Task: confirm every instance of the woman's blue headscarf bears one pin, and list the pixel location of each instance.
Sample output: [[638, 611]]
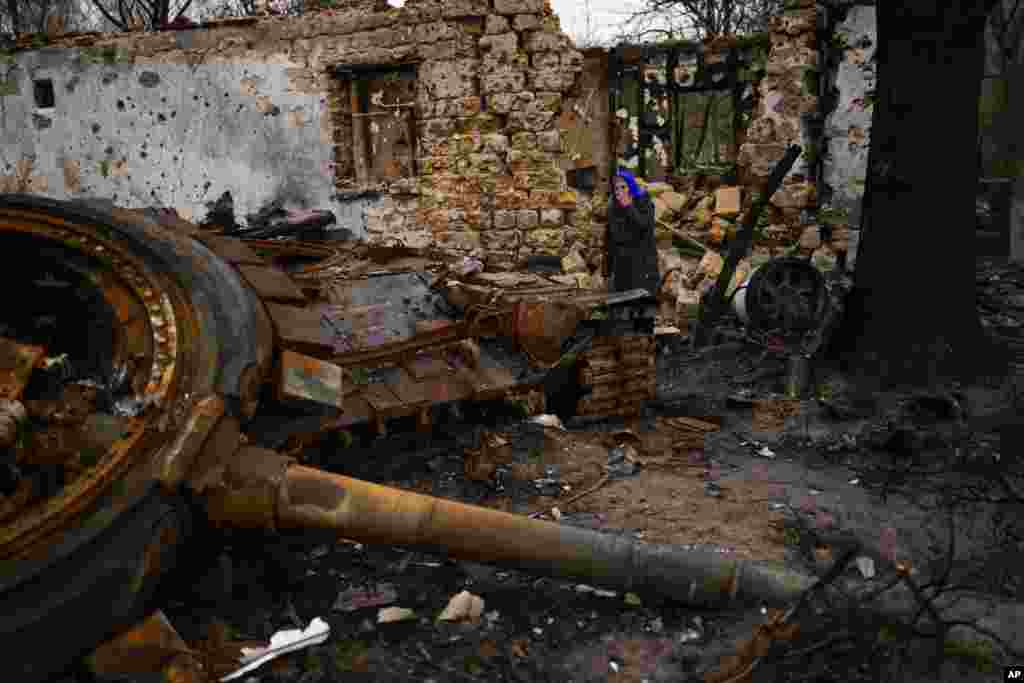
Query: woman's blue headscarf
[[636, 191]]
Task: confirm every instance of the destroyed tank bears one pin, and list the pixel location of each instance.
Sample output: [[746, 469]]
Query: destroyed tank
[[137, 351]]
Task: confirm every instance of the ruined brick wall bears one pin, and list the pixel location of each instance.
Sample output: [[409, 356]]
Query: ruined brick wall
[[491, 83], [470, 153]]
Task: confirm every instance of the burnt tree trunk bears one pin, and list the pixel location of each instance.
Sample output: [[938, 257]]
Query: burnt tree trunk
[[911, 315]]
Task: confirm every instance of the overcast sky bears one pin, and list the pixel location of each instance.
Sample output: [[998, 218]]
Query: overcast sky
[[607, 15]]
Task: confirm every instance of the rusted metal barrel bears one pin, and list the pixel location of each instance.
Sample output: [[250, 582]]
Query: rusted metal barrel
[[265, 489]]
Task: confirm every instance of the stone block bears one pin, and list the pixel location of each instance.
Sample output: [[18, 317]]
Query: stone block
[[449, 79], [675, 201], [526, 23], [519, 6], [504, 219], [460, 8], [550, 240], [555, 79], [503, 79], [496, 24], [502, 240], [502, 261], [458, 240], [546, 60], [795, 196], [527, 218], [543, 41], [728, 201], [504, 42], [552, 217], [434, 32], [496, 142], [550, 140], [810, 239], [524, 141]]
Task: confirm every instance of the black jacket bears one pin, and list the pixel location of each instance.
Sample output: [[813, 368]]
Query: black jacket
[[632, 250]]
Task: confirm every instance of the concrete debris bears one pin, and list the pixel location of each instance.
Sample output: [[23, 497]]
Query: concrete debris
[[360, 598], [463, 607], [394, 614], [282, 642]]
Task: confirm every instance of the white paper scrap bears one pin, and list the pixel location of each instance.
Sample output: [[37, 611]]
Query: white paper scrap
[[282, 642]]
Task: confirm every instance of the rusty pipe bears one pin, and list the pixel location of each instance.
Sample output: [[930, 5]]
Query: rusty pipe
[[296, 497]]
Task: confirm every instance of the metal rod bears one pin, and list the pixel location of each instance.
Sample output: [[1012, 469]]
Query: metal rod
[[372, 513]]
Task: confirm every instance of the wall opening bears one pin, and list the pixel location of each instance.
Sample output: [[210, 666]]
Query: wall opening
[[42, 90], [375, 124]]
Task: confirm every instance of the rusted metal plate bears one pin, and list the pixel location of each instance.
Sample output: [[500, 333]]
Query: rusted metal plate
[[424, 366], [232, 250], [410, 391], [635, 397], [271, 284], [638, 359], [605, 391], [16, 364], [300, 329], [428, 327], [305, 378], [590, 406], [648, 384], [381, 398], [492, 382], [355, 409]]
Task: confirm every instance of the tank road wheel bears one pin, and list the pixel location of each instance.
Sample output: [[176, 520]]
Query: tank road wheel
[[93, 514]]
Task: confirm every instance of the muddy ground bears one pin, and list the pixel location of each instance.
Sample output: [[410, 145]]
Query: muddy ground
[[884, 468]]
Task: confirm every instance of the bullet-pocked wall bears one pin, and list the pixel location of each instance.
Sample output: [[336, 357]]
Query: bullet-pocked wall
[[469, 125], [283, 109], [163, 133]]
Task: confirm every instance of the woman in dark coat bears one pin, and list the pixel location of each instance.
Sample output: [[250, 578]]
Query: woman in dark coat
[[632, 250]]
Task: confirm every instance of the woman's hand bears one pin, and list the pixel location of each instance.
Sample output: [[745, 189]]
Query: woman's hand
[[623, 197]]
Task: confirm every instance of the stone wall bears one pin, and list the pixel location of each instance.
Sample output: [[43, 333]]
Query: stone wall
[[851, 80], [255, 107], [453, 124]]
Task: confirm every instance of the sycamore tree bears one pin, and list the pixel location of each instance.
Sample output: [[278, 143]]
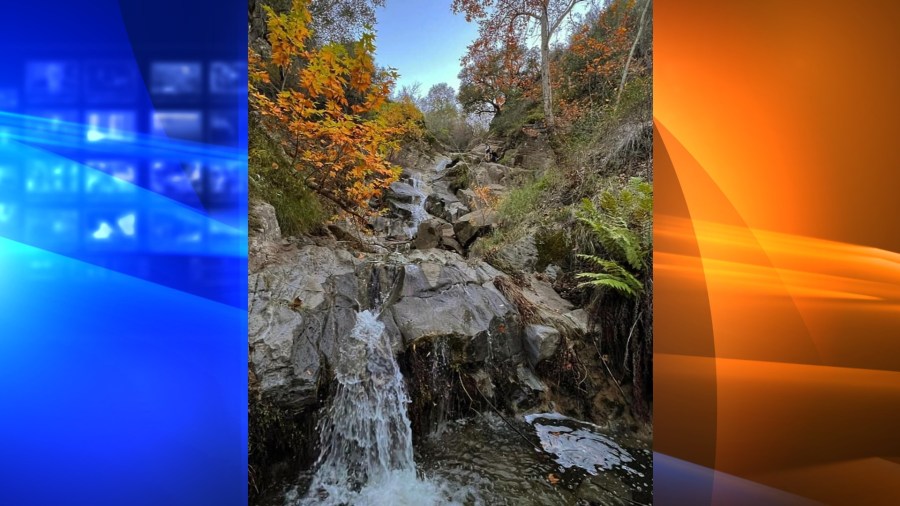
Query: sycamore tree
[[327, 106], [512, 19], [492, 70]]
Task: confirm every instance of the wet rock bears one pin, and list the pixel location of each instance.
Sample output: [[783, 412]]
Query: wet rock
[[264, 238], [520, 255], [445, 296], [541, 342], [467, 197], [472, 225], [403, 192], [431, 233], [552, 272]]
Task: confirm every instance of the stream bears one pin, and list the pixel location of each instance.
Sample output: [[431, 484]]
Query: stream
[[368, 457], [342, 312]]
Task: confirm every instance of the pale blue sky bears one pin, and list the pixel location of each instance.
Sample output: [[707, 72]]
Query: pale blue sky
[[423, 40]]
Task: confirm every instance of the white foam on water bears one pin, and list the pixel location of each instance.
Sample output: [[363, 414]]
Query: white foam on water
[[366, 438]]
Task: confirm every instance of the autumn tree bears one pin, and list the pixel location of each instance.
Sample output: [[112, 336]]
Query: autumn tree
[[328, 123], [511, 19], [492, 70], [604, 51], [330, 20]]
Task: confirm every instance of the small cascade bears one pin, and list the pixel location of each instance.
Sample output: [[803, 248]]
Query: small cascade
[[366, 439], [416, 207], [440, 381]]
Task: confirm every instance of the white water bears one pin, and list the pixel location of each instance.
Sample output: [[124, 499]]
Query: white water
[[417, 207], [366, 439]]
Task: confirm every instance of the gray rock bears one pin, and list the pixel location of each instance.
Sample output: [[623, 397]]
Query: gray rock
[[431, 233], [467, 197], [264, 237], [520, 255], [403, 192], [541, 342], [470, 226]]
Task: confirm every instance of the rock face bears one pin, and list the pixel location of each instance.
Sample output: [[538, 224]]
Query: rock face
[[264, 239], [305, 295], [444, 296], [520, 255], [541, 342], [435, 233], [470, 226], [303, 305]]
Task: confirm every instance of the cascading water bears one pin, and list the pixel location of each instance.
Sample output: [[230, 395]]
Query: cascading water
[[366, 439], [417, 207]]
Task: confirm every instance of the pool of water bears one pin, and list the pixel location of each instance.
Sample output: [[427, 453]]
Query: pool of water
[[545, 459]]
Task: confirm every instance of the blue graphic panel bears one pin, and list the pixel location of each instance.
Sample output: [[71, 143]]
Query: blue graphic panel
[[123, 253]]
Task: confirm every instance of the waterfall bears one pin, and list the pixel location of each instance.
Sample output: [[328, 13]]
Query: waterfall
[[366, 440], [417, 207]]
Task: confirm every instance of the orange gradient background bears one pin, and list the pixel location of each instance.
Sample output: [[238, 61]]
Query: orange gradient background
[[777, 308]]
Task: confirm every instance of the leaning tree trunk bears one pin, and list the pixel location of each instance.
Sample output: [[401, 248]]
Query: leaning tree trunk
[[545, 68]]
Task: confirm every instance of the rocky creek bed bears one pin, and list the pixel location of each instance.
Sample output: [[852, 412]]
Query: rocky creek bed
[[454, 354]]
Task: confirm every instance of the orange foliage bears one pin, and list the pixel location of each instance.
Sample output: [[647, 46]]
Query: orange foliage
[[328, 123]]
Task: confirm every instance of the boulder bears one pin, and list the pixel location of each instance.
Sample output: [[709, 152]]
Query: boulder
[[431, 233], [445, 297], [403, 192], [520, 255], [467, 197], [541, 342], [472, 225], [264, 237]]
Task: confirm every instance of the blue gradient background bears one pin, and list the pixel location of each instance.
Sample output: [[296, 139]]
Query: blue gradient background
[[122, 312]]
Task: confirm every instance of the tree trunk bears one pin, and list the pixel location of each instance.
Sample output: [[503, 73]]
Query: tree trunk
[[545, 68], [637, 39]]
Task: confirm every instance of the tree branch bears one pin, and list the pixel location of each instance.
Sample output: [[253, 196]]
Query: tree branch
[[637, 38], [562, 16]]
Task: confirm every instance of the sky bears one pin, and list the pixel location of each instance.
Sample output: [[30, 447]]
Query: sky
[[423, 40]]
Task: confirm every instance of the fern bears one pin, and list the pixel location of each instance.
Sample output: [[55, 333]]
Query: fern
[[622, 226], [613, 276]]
_ _ _
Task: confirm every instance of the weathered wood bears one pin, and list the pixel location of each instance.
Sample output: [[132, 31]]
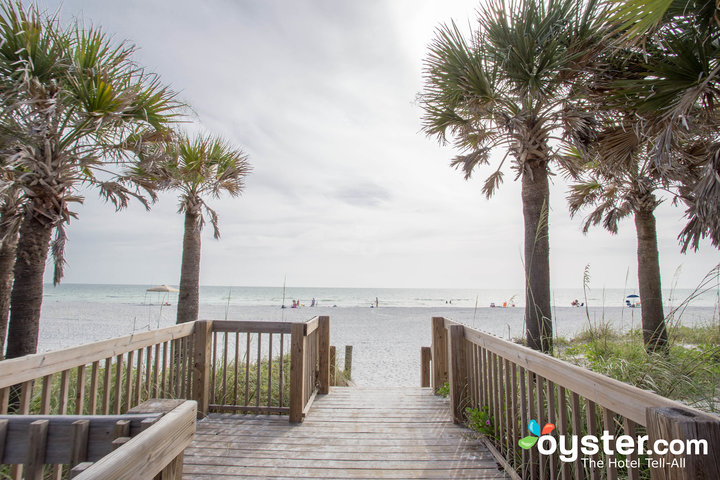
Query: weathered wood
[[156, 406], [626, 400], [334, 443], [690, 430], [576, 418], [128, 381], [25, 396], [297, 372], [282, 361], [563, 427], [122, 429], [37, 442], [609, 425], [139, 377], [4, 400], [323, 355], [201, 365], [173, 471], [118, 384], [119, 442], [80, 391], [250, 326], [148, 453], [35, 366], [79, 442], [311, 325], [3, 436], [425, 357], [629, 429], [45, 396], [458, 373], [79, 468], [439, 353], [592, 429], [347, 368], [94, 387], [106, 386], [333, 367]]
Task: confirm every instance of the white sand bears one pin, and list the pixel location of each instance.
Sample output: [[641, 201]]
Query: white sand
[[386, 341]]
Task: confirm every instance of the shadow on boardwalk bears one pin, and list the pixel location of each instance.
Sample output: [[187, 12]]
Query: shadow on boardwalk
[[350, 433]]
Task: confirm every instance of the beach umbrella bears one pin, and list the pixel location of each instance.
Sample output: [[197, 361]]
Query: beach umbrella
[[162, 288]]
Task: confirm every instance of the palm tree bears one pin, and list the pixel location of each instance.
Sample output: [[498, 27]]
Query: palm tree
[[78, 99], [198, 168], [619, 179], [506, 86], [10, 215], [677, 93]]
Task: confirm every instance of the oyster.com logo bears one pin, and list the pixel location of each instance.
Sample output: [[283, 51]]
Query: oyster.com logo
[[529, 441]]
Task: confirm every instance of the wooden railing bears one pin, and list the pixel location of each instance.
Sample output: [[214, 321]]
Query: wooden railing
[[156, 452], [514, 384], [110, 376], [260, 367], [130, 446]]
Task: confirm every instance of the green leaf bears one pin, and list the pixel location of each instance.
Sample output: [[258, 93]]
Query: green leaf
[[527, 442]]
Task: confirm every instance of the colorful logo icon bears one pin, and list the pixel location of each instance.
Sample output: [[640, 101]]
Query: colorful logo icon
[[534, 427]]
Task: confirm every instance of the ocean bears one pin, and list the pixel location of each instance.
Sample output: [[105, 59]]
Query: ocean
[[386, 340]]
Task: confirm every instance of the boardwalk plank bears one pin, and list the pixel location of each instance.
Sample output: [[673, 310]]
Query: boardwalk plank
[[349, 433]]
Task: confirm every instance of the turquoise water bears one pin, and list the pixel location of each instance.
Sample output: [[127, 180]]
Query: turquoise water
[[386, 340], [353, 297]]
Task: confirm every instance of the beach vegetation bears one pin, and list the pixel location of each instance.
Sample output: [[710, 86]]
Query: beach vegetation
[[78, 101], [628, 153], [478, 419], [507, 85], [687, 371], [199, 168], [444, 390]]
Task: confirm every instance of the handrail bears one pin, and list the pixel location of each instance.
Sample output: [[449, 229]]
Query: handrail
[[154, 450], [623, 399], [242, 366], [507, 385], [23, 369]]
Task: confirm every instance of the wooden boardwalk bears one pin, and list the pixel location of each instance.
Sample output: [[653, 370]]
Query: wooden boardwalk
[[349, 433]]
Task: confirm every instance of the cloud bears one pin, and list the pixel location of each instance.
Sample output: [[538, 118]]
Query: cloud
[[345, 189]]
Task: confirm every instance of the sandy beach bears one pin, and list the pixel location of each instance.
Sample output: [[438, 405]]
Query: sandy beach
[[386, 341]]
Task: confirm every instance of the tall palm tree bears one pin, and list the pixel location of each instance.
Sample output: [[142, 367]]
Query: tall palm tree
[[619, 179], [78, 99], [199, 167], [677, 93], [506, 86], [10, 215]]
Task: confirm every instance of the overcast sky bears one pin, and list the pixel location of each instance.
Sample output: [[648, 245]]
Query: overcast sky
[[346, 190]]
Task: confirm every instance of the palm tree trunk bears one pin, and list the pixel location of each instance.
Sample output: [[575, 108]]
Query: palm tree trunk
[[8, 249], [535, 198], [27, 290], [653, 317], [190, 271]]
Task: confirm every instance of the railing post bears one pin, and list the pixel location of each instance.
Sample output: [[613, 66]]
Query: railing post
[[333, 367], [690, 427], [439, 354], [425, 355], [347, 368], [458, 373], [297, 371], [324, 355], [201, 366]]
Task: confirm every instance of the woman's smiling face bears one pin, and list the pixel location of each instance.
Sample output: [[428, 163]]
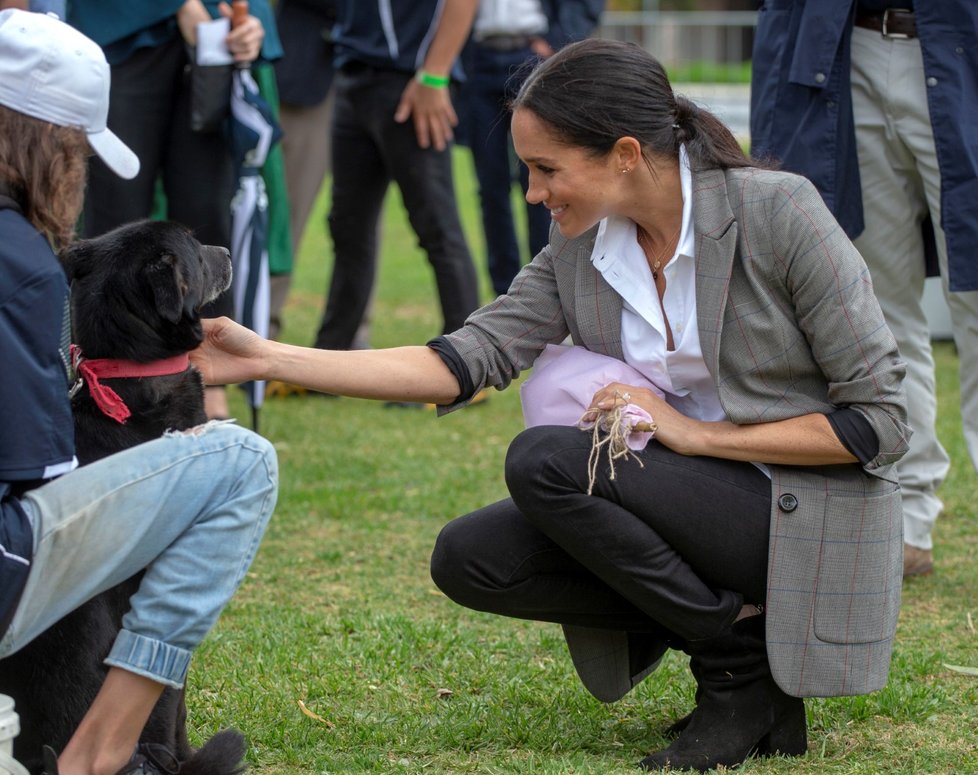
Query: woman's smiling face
_ _ _
• PROBLEM STATEMENT
Pull out each line of the records above that contains the string "sandy", and copy those lines in full.

• RESPONSE
Task: confirm every instance of the sandy beach bears one pin, and list the pixel location of each instance.
Query: sandy beach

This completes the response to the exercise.